[Items from a dataset]
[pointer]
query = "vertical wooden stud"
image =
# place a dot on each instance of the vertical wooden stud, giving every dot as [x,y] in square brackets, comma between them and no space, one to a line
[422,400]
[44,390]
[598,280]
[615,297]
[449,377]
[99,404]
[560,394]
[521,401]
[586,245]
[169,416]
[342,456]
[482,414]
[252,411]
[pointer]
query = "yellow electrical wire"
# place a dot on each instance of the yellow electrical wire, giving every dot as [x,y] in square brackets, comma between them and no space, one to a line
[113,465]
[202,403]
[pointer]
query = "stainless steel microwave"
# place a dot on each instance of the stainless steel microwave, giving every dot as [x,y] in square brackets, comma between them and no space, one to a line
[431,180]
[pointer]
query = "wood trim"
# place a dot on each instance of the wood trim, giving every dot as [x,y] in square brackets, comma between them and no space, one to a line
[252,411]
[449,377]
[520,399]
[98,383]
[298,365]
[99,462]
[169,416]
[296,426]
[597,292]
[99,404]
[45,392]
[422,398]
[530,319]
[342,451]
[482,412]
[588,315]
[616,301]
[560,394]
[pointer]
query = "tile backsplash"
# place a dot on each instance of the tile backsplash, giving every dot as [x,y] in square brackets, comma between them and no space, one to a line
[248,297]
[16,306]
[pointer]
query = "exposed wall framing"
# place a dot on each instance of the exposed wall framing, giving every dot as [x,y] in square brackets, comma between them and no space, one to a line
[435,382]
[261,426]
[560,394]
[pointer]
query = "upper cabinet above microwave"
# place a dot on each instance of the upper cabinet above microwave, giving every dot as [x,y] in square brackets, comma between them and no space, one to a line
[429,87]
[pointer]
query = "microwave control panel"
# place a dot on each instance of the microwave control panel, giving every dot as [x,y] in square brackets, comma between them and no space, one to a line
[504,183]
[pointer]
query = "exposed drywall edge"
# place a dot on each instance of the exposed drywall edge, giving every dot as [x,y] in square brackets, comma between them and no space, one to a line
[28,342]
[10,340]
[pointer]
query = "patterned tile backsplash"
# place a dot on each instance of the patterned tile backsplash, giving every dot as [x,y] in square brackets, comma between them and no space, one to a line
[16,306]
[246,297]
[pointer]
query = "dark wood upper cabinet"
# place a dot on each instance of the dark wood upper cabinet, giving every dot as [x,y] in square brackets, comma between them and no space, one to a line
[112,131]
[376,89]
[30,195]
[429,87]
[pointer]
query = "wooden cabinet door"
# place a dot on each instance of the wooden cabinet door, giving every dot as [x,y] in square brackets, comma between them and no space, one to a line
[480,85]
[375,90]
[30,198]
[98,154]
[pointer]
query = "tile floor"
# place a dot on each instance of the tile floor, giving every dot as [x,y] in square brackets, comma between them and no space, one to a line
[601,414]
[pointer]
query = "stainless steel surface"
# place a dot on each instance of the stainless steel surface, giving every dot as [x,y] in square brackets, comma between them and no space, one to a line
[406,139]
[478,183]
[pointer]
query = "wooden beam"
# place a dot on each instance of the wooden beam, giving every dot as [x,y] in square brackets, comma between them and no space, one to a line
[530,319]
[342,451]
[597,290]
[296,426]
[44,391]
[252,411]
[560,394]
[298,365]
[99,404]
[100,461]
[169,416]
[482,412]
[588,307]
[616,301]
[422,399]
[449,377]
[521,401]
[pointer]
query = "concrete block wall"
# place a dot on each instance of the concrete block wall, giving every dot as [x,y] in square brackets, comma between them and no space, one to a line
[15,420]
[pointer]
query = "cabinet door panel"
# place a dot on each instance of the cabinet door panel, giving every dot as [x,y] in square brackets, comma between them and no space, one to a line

-- STATED PROBLEM --
Every entry must be retyped in full, exactly as given.

-- RESULT BELOW --
[pointer]
query = "vertical wooden stud"
image =
# place a dot on each instance of the vertical wooden stud, giving every dot as [x,y] in square brackets, comma between them and no space, one to a line
[422,400]
[44,390]
[598,280]
[615,297]
[449,377]
[99,404]
[560,394]
[521,401]
[586,245]
[169,416]
[342,456]
[482,414]
[252,411]
[pointer]
query = "yellow electrical wire"
# place a dot on each instance of the yellow electrical wire, giving every dot as [x,y] in square brackets, comma between them and no space, one to a line
[113,465]
[202,403]
[pointer]
query = "stainless steel microwave"
# place a dot on each instance of the stainless steel microwave, giving every dot as [x,y] in square brackets, comma between them and no space, one to a line
[431,180]
[pointer]
query = "wood trim"
# place a dot on each instance of the wood trim, giving every dot as [x,y] in square brackets, comma between them and no space, one to a line
[252,411]
[449,377]
[520,399]
[98,383]
[298,365]
[99,462]
[169,416]
[296,426]
[597,292]
[99,404]
[45,392]
[422,398]
[530,319]
[342,451]
[482,412]
[588,315]
[616,301]
[560,394]
[pointer]
query = "tile backsplash"
# place a dot on each instance of the tile backsplash, giving every dot as [x,y] in square brackets, comma between them and no space, one to a line
[248,297]
[16,306]
[pointer]
query = "exposed wall framing"
# place a dot on each instance of the exposed wall framing, giving every dot as [x,y] in square brackets, comma between them and no space, one to a line
[435,382]
[261,426]
[560,394]
[pointer]
query = "upper cabinet above microwave"
# place a dot on each instance of the upper cabinet above microwave, giving every dot as [x,y] in square brackets, comma between them and no space, one to a line
[429,87]
[pointer]
query = "microwave control panel"
# place a dot on each instance of the microwave control panel, giving every dot as [x,y] in square brackets, comma between them and no space, one to a line
[504,183]
[pointer]
query = "exposed drywall edge"
# place a dot on each instance of the exposed drywall edge, giving every dot as [x,y] in square brackets, comma between them and no space, one to a line
[28,342]
[10,340]
[pointer]
query = "patterned tile backsplash"
# place a dot on each instance of the patterned tile backsplash, giving every dot as [x,y] in square brackets, comma between them and no space, one to a line
[16,306]
[246,297]
[pointer]
query = "dark wood upper cabinet"
# place a dot on each instance of the dark wood upper cabinet, giving every dot as [x,y] in square brackets, comma between them and no space, one to a line
[112,131]
[376,89]
[30,195]
[429,87]
[pointer]
query = "wooden cabinet door"
# place a dot on each instance of the wooden cabinet door, giving every dot as [x,y] in square brackets, comma between them and no space, one to a line
[480,85]
[375,90]
[30,198]
[98,154]
[pointer]
query = "tile floor"
# place a dot on each instance of the tile floor, giving every dot as [x,y] in square brackets, comma between them and no space, one to a line
[601,414]
[pointer]
query = "stainless steel surface"
# place a dot on each instance of the stainless steel surface, giving every dot as [x,y] in square brackets, comma between them and no space, one to a line
[406,139]
[478,183]
[pointer]
query = "wooden beam"
# place a dot on each instance of the wooden beam, giving every dot as [x,y] in square brackets, comma between them and no space, one to a line
[530,319]
[342,451]
[597,290]
[296,426]
[44,391]
[252,411]
[560,394]
[298,365]
[99,404]
[100,461]
[169,416]
[482,412]
[588,307]
[616,301]
[422,399]
[449,377]
[521,401]
[pointer]
query = "concrete block wall"
# place a dot on each instance of the concrete block wall, giving every dot as [x,y] in square brackets, comma between them and no space, one to a line
[15,420]
[pointer]
query = "cabinet door panel"
# place a dot on each instance of the cabinet door panel, giving every dot as [x,y] in square brackets, comma between them and no space, one to a line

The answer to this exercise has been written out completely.